- Opening Delimiter -

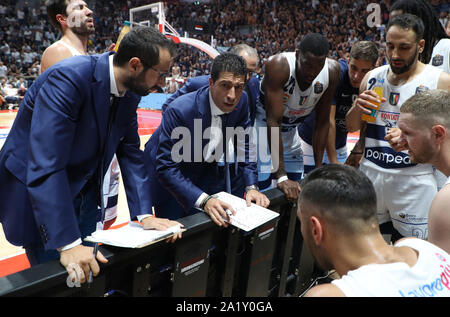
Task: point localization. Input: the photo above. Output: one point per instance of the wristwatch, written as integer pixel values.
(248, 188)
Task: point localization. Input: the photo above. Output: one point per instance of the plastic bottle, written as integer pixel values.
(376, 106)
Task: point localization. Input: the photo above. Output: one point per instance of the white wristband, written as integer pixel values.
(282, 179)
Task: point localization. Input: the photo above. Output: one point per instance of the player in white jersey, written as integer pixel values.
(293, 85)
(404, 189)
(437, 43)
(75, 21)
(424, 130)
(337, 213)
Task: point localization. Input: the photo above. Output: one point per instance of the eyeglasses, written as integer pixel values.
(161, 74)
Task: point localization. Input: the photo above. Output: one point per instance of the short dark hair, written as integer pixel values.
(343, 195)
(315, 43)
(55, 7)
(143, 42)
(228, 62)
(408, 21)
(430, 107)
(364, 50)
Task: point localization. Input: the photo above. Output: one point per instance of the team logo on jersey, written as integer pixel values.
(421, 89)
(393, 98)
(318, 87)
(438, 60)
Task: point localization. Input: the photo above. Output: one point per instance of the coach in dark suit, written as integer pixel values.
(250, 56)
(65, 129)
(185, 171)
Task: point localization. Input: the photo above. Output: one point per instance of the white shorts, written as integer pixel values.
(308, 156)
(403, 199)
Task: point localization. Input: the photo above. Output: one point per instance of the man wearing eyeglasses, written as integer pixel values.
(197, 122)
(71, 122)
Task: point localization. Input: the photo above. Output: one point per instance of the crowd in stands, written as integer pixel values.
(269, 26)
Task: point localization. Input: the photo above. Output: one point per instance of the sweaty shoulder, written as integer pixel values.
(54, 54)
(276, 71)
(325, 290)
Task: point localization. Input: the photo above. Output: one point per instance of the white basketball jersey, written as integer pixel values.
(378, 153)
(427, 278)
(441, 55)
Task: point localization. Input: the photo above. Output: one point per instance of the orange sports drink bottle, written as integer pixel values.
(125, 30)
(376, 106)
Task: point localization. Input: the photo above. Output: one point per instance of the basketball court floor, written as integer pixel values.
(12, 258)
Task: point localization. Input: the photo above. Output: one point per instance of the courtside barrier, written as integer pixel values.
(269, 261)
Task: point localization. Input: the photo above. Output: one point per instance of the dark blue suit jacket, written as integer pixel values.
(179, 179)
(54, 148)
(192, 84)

- Closing Delimiter -
- Opening Delimiter -

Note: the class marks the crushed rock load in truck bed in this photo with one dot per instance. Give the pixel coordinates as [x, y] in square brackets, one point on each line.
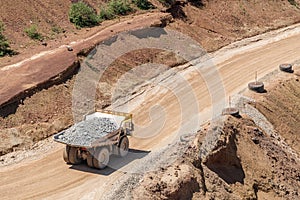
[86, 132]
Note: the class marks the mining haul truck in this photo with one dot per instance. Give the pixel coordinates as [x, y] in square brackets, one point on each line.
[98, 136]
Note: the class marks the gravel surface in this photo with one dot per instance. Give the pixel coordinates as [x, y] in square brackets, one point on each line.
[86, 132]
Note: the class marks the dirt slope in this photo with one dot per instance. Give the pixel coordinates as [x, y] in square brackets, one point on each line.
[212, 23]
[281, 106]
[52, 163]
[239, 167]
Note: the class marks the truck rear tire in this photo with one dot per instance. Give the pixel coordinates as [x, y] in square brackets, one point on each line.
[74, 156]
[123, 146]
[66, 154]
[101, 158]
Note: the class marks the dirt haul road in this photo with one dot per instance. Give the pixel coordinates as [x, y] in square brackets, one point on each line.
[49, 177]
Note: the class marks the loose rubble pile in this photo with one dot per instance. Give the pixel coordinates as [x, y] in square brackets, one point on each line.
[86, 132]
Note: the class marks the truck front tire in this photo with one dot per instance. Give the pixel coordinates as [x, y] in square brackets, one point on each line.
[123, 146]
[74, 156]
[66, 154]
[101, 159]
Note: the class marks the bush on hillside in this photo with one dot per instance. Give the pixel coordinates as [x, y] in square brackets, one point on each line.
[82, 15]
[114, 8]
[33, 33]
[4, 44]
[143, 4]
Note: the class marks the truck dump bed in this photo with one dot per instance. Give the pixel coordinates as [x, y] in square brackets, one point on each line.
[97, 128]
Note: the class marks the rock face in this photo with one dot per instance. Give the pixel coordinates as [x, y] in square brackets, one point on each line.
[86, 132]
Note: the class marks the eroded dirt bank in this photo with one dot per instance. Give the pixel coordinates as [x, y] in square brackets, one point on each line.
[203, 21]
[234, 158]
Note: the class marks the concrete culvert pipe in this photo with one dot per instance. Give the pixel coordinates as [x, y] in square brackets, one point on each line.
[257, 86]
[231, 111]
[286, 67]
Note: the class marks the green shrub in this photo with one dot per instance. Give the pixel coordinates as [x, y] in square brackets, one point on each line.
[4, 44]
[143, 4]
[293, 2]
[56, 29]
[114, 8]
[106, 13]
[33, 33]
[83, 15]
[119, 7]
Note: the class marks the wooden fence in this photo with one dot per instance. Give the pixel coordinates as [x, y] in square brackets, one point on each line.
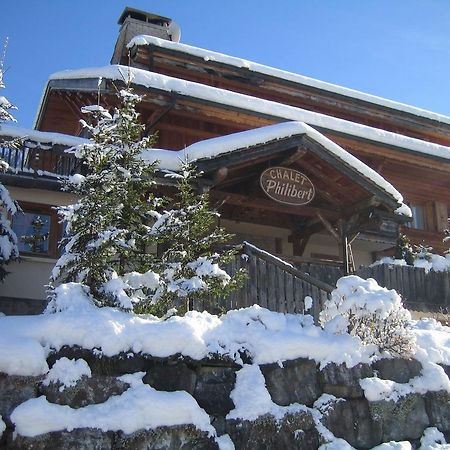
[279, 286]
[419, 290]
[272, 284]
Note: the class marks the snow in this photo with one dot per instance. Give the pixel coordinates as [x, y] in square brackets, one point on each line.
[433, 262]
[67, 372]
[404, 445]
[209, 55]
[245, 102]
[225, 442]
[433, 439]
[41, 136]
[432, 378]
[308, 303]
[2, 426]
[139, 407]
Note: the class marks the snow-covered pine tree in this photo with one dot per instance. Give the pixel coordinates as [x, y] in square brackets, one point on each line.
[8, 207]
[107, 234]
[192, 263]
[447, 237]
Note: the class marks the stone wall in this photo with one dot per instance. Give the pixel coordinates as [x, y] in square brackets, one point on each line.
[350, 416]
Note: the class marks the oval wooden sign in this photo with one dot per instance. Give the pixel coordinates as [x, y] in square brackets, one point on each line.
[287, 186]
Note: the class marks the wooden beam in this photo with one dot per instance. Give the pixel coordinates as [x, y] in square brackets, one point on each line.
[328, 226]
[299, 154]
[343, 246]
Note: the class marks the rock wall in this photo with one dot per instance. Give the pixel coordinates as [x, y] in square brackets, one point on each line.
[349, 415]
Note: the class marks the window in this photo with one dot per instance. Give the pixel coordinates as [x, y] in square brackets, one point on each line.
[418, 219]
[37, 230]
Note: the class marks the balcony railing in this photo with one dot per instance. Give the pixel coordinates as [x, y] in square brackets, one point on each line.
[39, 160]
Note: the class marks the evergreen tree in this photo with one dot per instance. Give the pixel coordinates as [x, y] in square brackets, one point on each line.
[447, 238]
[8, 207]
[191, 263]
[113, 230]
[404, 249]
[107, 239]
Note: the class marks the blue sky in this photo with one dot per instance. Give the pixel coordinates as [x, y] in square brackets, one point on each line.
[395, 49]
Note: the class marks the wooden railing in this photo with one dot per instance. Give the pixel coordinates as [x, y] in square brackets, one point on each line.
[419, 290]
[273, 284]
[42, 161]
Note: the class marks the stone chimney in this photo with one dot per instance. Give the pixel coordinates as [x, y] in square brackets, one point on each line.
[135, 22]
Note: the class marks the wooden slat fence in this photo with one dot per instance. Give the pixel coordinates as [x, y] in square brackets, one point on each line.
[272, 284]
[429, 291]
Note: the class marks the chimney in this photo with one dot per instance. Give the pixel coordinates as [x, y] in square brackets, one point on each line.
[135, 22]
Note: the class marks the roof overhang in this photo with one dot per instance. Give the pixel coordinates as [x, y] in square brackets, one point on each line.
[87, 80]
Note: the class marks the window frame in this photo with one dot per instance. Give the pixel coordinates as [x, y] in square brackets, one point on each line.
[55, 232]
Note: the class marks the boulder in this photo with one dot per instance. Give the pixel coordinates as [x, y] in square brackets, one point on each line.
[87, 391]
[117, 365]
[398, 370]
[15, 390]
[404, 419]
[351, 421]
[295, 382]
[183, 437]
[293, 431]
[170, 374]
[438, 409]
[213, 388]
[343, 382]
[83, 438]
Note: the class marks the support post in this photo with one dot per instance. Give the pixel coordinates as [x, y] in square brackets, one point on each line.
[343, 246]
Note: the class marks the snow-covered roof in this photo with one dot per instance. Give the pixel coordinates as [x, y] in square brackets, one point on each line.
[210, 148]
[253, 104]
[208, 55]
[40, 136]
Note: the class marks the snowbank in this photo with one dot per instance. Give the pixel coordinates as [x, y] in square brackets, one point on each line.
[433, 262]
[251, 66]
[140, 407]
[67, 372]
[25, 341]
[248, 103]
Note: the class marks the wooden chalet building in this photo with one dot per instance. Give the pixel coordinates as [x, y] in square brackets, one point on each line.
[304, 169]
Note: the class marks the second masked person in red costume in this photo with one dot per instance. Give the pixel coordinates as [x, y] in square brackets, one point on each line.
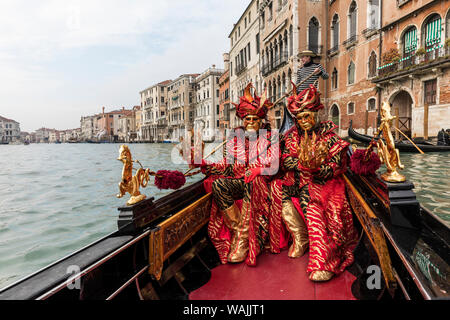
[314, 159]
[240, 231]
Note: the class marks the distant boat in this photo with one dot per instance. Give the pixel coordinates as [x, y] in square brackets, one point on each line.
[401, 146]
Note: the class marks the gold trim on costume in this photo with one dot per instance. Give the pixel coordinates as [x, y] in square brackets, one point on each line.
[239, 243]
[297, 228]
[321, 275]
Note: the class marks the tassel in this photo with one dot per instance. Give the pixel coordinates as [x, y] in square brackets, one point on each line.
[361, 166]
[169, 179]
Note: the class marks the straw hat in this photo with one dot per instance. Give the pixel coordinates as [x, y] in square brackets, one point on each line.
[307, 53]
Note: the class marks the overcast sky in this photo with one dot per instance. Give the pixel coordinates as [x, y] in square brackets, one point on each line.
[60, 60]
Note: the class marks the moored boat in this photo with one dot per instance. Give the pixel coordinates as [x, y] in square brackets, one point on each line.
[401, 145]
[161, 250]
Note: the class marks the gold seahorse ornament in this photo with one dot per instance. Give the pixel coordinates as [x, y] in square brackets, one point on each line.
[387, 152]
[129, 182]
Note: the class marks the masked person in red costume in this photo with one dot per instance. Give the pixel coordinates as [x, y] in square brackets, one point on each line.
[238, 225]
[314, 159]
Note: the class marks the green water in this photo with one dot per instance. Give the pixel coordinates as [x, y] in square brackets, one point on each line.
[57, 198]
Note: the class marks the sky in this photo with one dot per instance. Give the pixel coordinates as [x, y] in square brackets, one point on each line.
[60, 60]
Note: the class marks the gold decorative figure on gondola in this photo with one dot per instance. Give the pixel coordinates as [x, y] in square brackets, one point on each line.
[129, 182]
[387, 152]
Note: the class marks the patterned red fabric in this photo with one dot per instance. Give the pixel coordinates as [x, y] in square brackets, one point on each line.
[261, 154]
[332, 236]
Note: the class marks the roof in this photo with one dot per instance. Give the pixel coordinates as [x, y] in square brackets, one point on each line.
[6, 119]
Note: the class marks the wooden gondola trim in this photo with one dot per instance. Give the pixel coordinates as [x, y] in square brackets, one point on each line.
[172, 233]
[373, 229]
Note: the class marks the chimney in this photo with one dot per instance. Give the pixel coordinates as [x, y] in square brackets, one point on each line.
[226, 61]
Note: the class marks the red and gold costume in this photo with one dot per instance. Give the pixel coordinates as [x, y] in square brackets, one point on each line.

- Closing Delimiter -
- Opening Delimiter -

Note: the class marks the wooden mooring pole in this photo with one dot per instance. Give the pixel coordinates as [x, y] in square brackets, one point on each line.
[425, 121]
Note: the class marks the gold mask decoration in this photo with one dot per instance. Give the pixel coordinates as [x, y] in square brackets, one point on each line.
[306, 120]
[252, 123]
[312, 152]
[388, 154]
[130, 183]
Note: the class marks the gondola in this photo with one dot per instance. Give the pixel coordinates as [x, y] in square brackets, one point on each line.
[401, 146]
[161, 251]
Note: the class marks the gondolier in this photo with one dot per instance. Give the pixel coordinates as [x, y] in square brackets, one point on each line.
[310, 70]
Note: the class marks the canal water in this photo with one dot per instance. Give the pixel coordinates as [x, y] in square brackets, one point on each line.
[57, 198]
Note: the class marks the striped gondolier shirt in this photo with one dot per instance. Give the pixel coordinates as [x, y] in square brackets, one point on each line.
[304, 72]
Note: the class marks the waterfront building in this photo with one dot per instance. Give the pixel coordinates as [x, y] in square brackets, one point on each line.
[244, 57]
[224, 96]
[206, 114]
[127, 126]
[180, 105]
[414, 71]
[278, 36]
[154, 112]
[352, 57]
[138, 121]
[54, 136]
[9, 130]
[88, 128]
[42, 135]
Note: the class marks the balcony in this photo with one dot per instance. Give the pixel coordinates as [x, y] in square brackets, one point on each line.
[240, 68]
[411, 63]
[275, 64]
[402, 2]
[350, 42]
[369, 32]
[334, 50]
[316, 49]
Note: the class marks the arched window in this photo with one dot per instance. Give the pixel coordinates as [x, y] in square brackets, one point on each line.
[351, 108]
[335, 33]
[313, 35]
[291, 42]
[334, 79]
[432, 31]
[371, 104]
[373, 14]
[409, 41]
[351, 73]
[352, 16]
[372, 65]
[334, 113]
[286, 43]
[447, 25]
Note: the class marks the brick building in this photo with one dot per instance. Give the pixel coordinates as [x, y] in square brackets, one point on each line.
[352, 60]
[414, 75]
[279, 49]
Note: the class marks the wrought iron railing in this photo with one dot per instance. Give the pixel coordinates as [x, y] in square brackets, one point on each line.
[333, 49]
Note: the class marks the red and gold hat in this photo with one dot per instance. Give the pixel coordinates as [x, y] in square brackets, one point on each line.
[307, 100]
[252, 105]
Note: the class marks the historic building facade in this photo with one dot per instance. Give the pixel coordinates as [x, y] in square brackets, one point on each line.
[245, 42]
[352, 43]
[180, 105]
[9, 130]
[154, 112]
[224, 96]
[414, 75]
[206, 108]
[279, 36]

- Closing Delimiter -

• [Exercise goal]:
Could you reproduce exactly the lines of the entries above, from the one with "Note: the class marks the overcast" through the one with "Note: the class marks the red and gold costume", and nothing else?

• [Answer space]:
Note: the class marks the overcast sky in this photo with one dot per instance. Give the pixel coordinates as [x, y] in square brackets, one point on each line.
[60, 60]
Note: the class marks the moored boat in this photo with one dot per instance. Give the pixel coordinates as [x, y] in square brackets, one point on each line.
[401, 145]
[161, 250]
Note: the class marks the gold seahorse ornament in this photo with one dot per instance. Give the pixel coordinates as [x, y] in square brackets, one point on each line.
[387, 152]
[129, 182]
Note: the class marks the masked person in red costume in this photo with one dot per instance. Give the pixel coordinates as [x, y] in square brackets, one point on each line.
[238, 225]
[314, 159]
Note: the class marks the green water in this photo with one dot per instance. Give the pixel coordinates as [x, y] in square brackets, one point on each line.
[57, 198]
Note: the class marks the sky in this photo with one dot per instance. Give the pixel coordinates as [x, y] in square brackets, one point on each line.
[60, 60]
Note: the class marks the gold decorative figure on gondola in this photo with one dot per instance. Give the pixel coordinates as [x, y] in square brackets, one point on each line.
[129, 182]
[387, 152]
Note: the class marks the patterned red fabric in this photo with one dot per instance. Give the pixel coordinates as [x, y] in square brackets, one point on each line.
[261, 154]
[332, 236]
Note: the class marks the roof in this photo with one dot per instance. Give the pixel coordinates as [x, y] in square brackets, one point on each line.
[6, 119]
Note: the class marks the wooden gondola trim in this photo with one dot per instance. Give the pixel coordinates as [x, y] in square brackets, one point on each line.
[172, 233]
[373, 229]
Note: the class marks the chimney in this photo with one dot per instance. Give the pixel coordinates as [x, y] in square brackets, one point on each line.
[226, 61]
Note: the class marks the red and gold costume in this photo with one dot per instance. Give the pixel coordinates as [x, y] in square brackets, one point on each line.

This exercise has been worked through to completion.